* Things to do:
A – In the concert post below, how would you render this sentence in Spanish: "I was so impressed that I returned the next day to see the same programme."?
B – Answer these questions using the concert post below:
(i) In which city did the writer first hear Schiff live?
(ii) Which recording by Kožená did the writer buy?
(iii) What kind of program was Schiff performing at Wigmore Hall during the writer's second run-in with him?
## BEGIN Article
Clash of Titans

I was in London for my daughter’s birthday, and was very excited when I found out that Magdalena Kožená was performing at Wigmore Hall, with none other then András Schiff at the piano. This is a meeting of two great artists: one of the best mezzos of our time, and a wonderful pianist whose recordings of Schubert are almost legendary.

I have always been a big fan of Kožená, since the day I bought her recording of Bach’s Arias, and now, having the opportunity to hear her live was overwhelming. As for Schiff, the first time I heard him live was in San Francisco, when he performed one of Beethoven’s piano concertos. I was so impressed that I returned the next day to see the same programme. Thinking back, that was some 10 years ago now.

My second run-in with Schiff was in London. He was performing an all-Schubert programme at Wigmore Hall, but by the time I found out about the concert, it was already sold out. I had to use all my power and connections in order to get a secondary ticket which cost me a small fortune. I don’t know whether it was the jet lag or any other particular reason, but I almost fell asleep during the concert.
## END Article
## BEGIN Supplied data
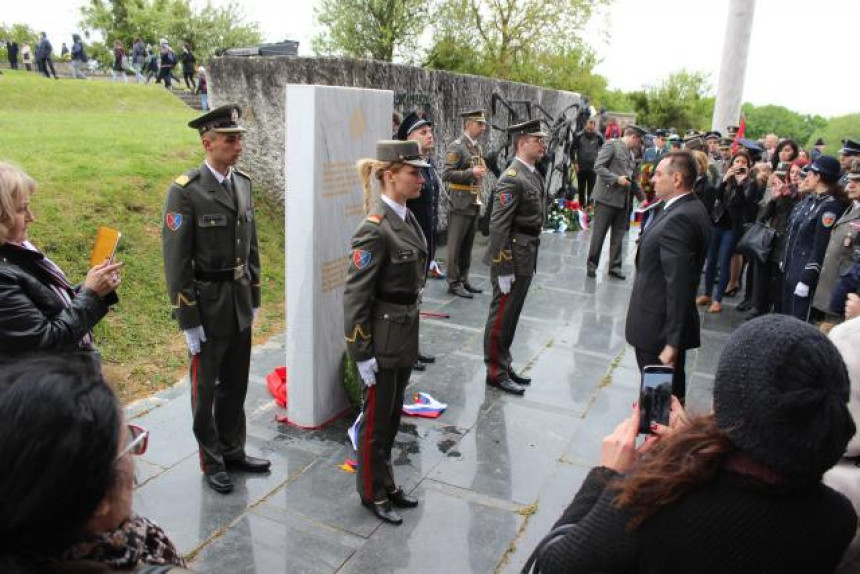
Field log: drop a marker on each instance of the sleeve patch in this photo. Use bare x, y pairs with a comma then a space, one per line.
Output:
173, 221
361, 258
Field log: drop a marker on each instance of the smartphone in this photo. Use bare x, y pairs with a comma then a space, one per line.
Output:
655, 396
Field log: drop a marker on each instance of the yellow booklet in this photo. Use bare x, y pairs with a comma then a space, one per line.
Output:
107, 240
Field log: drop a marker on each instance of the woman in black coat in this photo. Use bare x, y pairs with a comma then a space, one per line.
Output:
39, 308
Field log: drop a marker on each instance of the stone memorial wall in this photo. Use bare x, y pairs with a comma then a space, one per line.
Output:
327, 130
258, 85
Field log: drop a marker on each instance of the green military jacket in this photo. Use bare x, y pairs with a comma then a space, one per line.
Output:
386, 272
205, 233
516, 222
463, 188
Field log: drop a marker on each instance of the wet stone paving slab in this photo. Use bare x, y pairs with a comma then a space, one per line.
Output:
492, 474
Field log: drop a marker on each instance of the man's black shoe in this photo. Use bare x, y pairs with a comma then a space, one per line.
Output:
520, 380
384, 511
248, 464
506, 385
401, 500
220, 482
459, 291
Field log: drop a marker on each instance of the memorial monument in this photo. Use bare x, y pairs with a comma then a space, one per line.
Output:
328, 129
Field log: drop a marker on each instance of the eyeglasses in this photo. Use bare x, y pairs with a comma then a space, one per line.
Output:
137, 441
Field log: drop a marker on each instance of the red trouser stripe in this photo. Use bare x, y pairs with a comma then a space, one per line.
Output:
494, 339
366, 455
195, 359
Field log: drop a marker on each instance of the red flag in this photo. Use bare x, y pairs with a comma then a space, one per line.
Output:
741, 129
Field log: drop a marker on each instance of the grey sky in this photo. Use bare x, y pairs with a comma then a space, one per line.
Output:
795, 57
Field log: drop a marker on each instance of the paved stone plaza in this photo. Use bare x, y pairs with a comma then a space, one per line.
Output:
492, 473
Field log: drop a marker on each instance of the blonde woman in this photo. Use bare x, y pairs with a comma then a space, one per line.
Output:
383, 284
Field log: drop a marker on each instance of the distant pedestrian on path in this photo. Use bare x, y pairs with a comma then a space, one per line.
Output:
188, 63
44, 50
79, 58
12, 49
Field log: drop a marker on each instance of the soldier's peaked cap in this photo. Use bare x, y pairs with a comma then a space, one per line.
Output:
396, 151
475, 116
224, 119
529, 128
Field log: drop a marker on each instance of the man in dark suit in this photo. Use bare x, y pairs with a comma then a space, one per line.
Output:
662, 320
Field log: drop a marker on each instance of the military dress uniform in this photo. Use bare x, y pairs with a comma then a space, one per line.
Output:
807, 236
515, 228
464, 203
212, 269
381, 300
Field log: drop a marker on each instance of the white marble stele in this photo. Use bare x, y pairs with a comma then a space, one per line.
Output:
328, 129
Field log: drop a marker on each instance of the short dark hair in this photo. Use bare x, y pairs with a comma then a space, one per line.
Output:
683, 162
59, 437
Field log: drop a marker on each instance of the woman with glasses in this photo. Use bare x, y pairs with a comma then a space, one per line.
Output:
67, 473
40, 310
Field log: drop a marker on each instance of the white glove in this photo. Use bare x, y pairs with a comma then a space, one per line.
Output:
## END Supplied data
* Answers to each task:
A – Me impresionó tanto que volví al día siguiente para ver el mismo programa.

B –
(i) San Francisco
(ii) Bach's Arias
(iii) An all-Schubert program